What you should do ::
Take each line in the entries below that holds "green" and show it.

:: Extracted data

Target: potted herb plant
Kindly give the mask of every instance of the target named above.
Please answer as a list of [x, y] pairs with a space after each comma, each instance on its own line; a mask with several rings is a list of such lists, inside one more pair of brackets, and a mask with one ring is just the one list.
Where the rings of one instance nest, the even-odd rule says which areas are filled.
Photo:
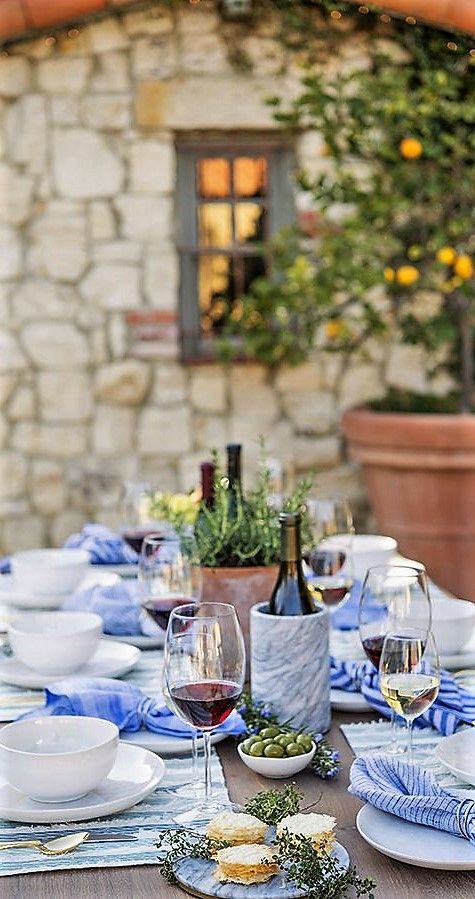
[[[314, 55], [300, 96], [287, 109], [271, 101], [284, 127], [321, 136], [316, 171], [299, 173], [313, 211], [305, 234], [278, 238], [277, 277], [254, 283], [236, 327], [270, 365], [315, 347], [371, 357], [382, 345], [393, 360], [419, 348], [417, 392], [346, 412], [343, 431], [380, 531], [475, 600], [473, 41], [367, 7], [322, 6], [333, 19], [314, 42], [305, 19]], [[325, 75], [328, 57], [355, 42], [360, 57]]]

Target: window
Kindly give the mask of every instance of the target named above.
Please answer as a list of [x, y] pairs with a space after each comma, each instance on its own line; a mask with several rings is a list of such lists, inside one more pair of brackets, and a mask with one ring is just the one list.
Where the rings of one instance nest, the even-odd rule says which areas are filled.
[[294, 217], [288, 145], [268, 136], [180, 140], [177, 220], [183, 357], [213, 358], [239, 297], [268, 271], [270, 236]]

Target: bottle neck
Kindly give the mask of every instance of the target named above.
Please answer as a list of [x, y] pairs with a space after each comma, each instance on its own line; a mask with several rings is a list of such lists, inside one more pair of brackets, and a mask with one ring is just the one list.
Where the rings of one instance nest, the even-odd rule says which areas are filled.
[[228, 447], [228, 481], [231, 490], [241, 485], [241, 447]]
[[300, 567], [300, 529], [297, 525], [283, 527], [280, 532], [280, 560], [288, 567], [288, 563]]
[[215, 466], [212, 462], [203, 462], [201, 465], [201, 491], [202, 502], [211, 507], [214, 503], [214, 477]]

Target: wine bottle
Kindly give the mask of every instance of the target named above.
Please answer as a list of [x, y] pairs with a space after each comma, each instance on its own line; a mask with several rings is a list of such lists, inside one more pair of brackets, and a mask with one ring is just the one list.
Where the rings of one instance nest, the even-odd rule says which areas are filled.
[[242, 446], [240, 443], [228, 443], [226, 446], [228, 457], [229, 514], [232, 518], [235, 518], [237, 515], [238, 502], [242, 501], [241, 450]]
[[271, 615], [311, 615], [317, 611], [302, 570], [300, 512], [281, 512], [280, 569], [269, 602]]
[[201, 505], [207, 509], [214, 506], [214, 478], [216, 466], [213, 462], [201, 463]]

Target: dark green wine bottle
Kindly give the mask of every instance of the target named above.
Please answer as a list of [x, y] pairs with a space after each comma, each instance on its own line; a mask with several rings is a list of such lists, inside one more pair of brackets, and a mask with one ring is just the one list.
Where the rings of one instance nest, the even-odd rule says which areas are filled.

::::
:: Extracted data

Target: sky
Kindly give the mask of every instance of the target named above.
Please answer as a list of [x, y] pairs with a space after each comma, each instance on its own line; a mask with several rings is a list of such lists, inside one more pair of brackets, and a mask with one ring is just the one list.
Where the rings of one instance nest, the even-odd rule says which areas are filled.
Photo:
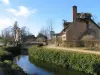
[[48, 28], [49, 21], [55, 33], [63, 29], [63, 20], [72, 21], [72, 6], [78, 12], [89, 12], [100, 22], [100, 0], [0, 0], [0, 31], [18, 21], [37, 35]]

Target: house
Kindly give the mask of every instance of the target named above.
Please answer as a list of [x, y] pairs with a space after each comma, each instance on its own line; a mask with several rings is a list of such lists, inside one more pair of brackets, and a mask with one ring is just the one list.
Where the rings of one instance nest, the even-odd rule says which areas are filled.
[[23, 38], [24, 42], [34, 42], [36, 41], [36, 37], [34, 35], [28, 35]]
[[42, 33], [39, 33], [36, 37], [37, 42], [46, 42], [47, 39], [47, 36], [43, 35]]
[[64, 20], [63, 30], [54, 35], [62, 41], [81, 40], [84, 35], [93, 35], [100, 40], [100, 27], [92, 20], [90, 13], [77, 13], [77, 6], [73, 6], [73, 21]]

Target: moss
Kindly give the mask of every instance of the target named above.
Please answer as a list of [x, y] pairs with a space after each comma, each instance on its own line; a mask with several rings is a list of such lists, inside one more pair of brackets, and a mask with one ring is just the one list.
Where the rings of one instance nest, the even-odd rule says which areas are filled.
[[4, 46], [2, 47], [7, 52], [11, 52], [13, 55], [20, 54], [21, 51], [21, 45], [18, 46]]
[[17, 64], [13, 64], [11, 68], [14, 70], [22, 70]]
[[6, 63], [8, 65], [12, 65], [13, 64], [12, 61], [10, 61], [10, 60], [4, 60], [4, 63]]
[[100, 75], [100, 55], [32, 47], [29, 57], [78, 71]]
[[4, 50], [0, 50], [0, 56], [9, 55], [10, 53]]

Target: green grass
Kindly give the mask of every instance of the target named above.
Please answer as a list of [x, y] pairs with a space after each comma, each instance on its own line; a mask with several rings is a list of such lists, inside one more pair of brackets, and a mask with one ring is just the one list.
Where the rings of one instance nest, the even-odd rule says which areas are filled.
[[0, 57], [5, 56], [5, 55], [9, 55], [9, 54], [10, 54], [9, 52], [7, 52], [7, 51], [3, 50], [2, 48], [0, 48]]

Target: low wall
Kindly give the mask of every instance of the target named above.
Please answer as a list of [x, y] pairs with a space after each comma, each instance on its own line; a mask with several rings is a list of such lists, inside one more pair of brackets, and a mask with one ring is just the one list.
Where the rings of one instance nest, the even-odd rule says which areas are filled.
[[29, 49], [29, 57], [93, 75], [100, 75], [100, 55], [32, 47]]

::::

Exercise answer ::
Target: dark green wine bottle
Target: green grass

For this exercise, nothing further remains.